The task>
Answer these questions using the report on California easing COVID-19 restrictions:
1. How many vaccine doses did the state aim to give to people in its poorest and most vulnerable ZIP codes?
2. Which four counties does the report name as able to resume indoor dining?
3. In which county was the vaccination clinic where Newsom spoke to reporters?

Study text>
━━━━━━━━━━

With California approaching a key COVID-19 vaccine milestone, Governor Gavin Newsom said Wednesday that business restrictions could be loosened for restaurants and amusement parks as early as this weekend in the state’s largest counties.
From a vaccination clinic in Los Angeles County, Newsom told reporters the state by Friday would clear a goal of administering 2 million doses to people from the state’s poorest and most vulnerable ZIP codes.
Once the equity target Newsom set last week is met, the state will ease the criteria of its tiered-reopening framework and make it possible for counties like L.A., San Diego, Orange, and Sacramento to resume indoor dining, professional sports, and further school reopening efforts.
Citing a sustained drop in new infections and hospitalizations, Newsom said the Golden State is finally in a position to jumpstart its economic rebound stymied by a harrowing past three months of its pandemic fight.
“We’re in a completely different place than we were six and eight weeks ago,” Newsom said. “L.A. will be the big beneficiary of this new metric that likely will be met by Friday.”
The Democratic governor said he hopes Southern California residents will be excited about the loosened controls and that more relief is headed to other parts of the state during next week’s pandemic update.
The announcement comes as California continues to see encouraging pandemic trends and more school reopenings.

━━━━━━━━━━

Listed entries>
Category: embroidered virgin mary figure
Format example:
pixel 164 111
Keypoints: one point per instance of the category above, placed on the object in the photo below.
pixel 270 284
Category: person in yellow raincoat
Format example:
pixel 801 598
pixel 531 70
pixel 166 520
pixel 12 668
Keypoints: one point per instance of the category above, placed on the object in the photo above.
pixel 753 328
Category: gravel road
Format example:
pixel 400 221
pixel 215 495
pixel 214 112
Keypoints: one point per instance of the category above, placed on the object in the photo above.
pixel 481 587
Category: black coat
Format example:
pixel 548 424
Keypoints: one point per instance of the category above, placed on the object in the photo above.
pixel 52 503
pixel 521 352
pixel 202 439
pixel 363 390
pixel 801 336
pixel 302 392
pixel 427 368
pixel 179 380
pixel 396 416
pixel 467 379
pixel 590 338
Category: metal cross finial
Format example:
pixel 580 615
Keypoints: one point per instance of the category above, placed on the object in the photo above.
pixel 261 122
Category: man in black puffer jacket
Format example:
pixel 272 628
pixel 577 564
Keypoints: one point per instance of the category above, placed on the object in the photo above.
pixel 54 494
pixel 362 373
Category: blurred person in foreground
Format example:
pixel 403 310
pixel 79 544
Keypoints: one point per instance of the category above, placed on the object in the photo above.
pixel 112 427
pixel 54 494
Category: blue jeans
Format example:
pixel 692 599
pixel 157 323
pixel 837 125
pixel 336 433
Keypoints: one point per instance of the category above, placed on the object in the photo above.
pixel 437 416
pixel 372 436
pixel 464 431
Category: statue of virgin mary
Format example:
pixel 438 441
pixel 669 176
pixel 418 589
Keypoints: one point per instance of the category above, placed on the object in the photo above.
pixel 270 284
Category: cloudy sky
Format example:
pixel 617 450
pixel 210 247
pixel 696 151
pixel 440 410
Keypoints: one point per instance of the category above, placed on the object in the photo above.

━━━━━━━━━━

Answer space>
1. 2 million doses.
2. L.A., San Diego, Orange, and Sacramento.
3. Los Angeles County.